Données fournies:
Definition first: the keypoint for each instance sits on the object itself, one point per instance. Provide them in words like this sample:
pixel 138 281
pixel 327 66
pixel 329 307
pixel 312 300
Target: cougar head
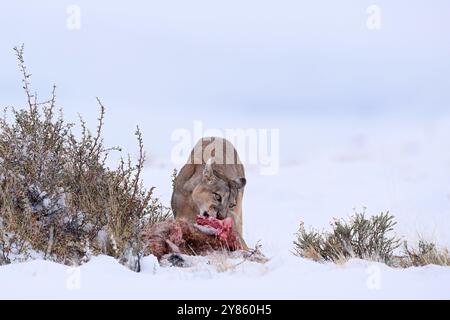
pixel 216 195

Consigne:
Remplacez « Target » par « Objective » dans toutes les entrées ci-dessus, puis recopiez-les sans autre modification et sans les images.

Problème résolu:
Definition first: the keypoint for each instance sits on the object itself, one point per instance. Provide them in words like this sample:
pixel 138 281
pixel 327 66
pixel 329 307
pixel 312 300
Objective: cougar head
pixel 216 195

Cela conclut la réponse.